#### [GIVEN TEXT]
|---|

In addition, high levels of evidence indicated the lower abundance of members of the Bacteroides/Prevotella group (gram-negative bacteria, belonging to the Bacteroidetes phylum) in obese subjects ¹⁴ (Table 2). Since Bacteroides/Prevotella genera have been associated with gut inflammation, particularly mediated by proinflammatory Th17 cytokines,^23,24 the investigation of specific species would certainly clarify this apparent contradiction. Furthermore, when the entire Bacteroidetes phylum was investigated, strong evidence ¹³ (Table 2) highlighted a significant reduction in their levels and, consequently, in the Bacteroidetes/Firmicutes ratio when obese children were compared with eutrophic children. These authors explored the correlation between the gut microbiota and obesity in Kazakh's school children from 7 to 13 years old, analyzing fecal samples, and their results agree with those reported by Ley et al., ²⁵ in which a decrease in Bacteroidetes was associated with obesity. Still, the investigation by Xu et al. ¹³ found no significant changes in Firmicutes numbers in the stool samples of Kazakh children. This study was the only one to investigate Firmicutes and Bacteroidetes phyla as a whole, without consideration of only certain species.

Even though species/families belonging to other phyla were noted in the appraised articles, revealing that M. smithii, A. muciniphyla, Enterobacteriaceae, Desulfovibrionaceae, and Bifidobacteriaceae were related to low BMI, the focus of the present systematic review was on microorganisms belonging to the phyla Bacteroidetes and Firmicutes.

|---|

#### [SUPPLIED INFORMATION]
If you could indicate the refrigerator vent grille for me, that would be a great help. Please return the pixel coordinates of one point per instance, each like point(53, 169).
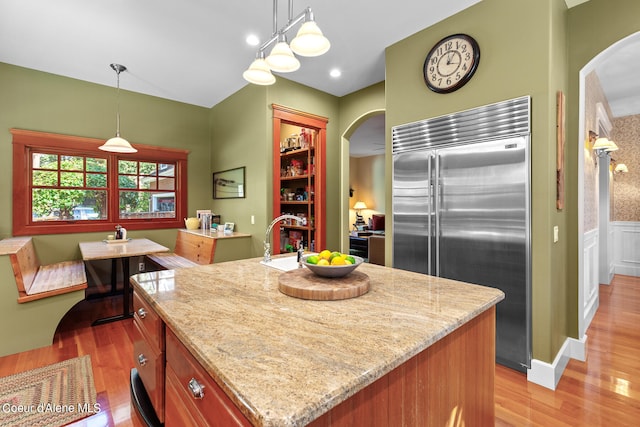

|---|

#### [DIRECTIONS]
Answer these from the text on gut microbiota and obesity:
(a) Which phylum does the Bacteroides/Prevotella group belong to?
(b) What age range did the Kazakh school children span?
(c) What did Xu et al. find about Firmicutes numbers in the Kazakh children's stool samples?
Rely only on the text on gut microbiota and obesity, not on the data.

#### [REPLY TO THE TASK]
(a) The Bacteroidetes phylum.
(b) 7 to 13 years old.
(c) No significant changes in Firmicutes numbers.